Kutipan Dokumen:
POLA
PEMBELAAN DALAM MEMBERIKAN BANTUAN HUKUM TERHADAP TERDAKWA DALAM PROSES
PEMERIKSAAN DI PENGADILAN
Pendahuluan
Perbuatan
pidana adalah suatu perbuatan yang bertentangan dengan tata atau ketertiban
yang dikehendaki oleh hukum yang memuat ancaman pidana bagi yang melanggarnya. Dalam
rangka mempertanggung jawabkan perbuatannya itu maka seorang tersangka atau terdakwa
dalam serangkaian proses penyelesaian perkara pidana diperadilan pidana harus
melalui beberapa tahap, yaitu :
1.
Tahap pemeriksaan pendahuluan di Kepolisian.
2.
Tahap penuntutan di Kejaksaan.
3.
Tahap pemeriksaan persidangan di Pengadilan.
Mengenai
proses pnyelesaian perkara pidana terhadap seorang tersangka atau terdakwa,
Erni Widhayanti menyatakan : Dalam menghadapi sangkaan pelanggaran hukum
pidana, tersangka atau terdakwa harus menghadapi “ raksasa “ penegak hukum
mulai dari penyelidik, penuntut sampai dengan hakim dimuka pengadilan. Dengan
tegak dan perkasa mereka menghadapi tersangka atau terdakwa secara sendirian, dengan
membawa pasal - pasal undang - undang kaedah - kaedah hukum dan sebagainya yang
sering tidak dipahami oleh tersangka atau terdakwa. Keadilan dalam dirinya mencakup
unsur keseimbangan dari kedua belah pihak yang berhadapan. Maka produk keadilan
dari proses keadilan hanya mungkin apabila keduabelah pihak seimbang dalam
segala hal.

[Entri penunjukan dan pelabelan]

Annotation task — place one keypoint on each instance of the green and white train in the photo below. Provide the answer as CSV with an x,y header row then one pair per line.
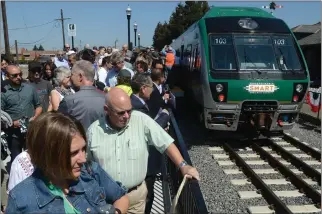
x,y
242,66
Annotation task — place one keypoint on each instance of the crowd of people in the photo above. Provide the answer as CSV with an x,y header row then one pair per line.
x,y
97,123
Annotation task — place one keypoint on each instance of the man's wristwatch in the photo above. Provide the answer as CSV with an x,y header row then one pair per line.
x,y
183,163
118,211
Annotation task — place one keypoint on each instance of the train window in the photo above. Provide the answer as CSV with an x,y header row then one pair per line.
x,y
222,53
187,56
196,58
286,54
255,52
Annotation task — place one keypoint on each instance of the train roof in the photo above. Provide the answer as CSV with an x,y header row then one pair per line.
x,y
229,12
237,11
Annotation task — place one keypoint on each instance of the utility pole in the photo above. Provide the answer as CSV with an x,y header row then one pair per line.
x,y
5,29
17,55
62,25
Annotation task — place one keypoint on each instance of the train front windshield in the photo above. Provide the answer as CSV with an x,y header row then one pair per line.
x,y
253,52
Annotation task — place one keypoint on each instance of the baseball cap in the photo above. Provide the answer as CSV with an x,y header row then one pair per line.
x,y
124,73
34,66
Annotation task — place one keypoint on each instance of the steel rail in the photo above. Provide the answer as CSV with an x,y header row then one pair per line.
x,y
292,177
301,165
307,149
274,201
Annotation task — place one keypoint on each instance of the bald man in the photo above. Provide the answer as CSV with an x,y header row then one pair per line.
x,y
60,61
86,105
119,142
19,100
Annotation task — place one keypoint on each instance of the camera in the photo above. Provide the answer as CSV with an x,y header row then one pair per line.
x,y
24,124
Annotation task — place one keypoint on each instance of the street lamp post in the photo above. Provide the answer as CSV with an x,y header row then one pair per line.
x,y
135,26
128,14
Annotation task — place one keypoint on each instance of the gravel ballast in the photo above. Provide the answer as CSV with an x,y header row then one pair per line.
x,y
220,195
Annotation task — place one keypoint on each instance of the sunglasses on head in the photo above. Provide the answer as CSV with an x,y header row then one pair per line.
x,y
16,75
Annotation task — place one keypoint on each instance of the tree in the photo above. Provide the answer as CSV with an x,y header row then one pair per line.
x,y
180,20
41,48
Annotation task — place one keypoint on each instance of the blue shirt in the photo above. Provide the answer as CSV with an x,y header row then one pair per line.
x,y
87,194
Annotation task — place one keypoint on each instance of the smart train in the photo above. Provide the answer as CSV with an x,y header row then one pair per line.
x,y
242,66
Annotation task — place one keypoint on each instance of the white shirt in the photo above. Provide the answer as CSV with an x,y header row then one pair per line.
x,y
62,96
159,87
21,169
102,74
59,63
111,79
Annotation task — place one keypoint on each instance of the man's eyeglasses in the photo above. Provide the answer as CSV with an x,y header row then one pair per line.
x,y
121,113
16,75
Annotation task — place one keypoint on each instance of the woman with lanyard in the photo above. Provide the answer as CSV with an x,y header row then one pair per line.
x,y
63,182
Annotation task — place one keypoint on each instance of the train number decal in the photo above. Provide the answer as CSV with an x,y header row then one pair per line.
x,y
261,88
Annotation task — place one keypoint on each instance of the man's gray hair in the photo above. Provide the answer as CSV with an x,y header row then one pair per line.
x,y
61,73
117,57
139,80
86,68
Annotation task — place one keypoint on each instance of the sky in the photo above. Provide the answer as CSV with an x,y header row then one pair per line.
x,y
102,23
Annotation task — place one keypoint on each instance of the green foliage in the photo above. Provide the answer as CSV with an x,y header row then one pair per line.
x,y
41,48
180,20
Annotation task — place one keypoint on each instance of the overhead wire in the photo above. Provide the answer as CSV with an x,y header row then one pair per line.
x,y
27,27
37,41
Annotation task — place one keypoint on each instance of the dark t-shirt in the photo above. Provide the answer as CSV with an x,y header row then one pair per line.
x,y
43,89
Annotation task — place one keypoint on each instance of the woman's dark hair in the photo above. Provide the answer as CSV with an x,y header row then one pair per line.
x,y
143,65
52,68
48,142
87,54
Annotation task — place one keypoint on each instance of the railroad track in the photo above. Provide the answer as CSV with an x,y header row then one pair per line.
x,y
297,165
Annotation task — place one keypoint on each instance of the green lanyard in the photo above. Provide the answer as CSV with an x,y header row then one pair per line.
x,y
69,208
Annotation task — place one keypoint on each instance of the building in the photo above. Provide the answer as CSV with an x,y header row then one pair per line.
x,y
309,38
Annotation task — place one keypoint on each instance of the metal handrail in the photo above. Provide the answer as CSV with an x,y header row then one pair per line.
x,y
191,199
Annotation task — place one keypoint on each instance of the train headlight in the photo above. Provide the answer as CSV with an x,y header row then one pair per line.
x,y
219,88
299,88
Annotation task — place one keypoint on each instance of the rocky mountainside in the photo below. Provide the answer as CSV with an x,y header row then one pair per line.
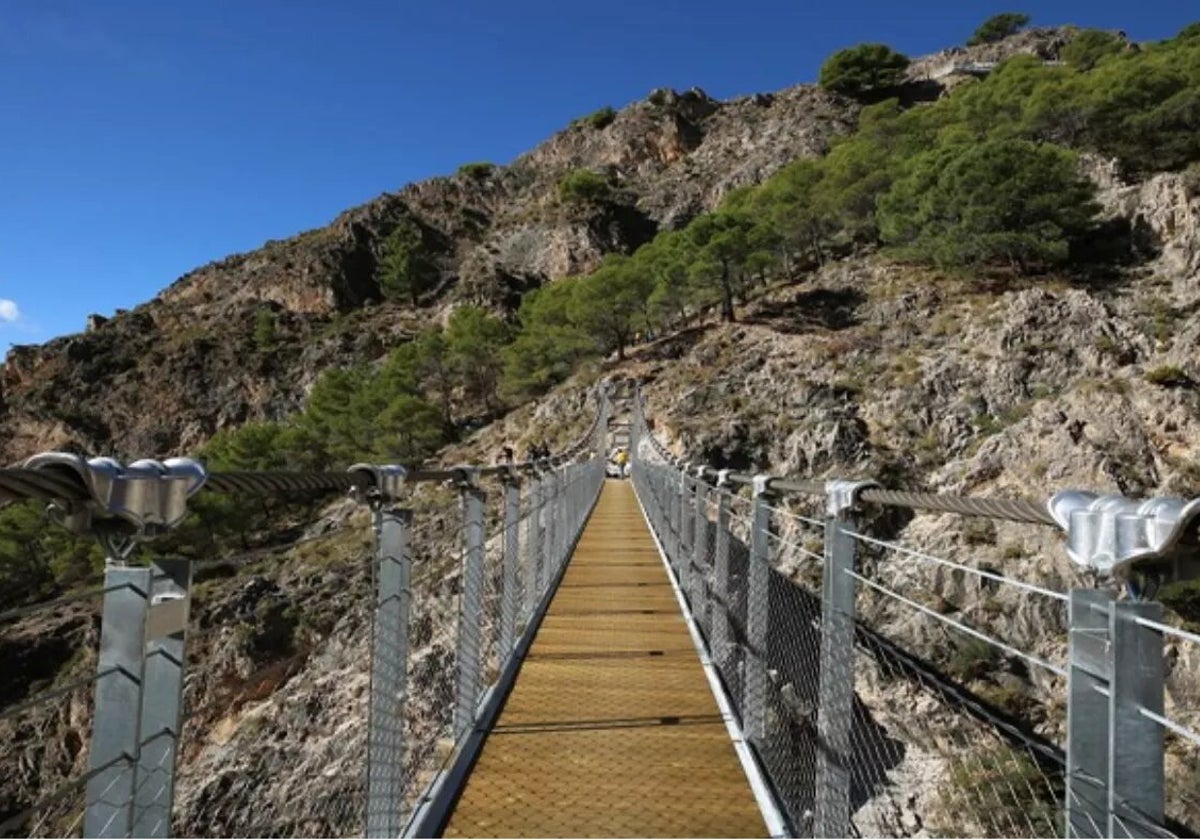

Daftar Tugas:
1. Tolong sebutkan semua tahap yang harus dilalui tersangka atau terdakwa menurut teks tentang bantuan hukum bagi terdakwa.
2. Teruskan teks tentang bantuan hukum bagi terdakwa, dimulai sesudah kalimat terakhirnya.
Data di atas tidak perlu dipakai.

Jawaban yang Diharapkan:
1.
1. Tahap pemeriksaan pendahuluan di Kepolisian.
2. Tahap penuntutan di Kejaksaan.
3. Tahap pemeriksaan persidangan di Pengadilan.

2.
Pembela
dan pengetahuan dan pengalaman hukumnya mendampingi tersangka atau terdakwa dalam
memperoleh putusan yang adil. Dari uraian tersebut diatas diperoleh gambaran
bahwa kedudukan dari tersangka atau terdakwa adalah lemah, mengingat karena
terdakwa kebanyakan orang yang buta akan hukum. Agar kedudukannya itu seimbang
diperlukan kehadiran seorang pembela atau penasihat hukum yang mengetahui
tentang masalah – masalah dan peraturan – peraturan hukum.
Pembahasan
Tentang
penasehat hukum diatur didalam pasal 69 s/d 74 KUHAP, dan ketentuan dalam bab
ini adalah merupakan penjabaran lebih lanjut dari azas atau hak – hak tersangka
atau terdakwa untuk mendapatkan bantuan hukum sebagaimana diatur dalam pasal 35
s/d 38 Undang – Undang no. 14 tahun 1970 tentang Ketentuan – Ketentuan Pokok
Kekuasaan Kehakiman.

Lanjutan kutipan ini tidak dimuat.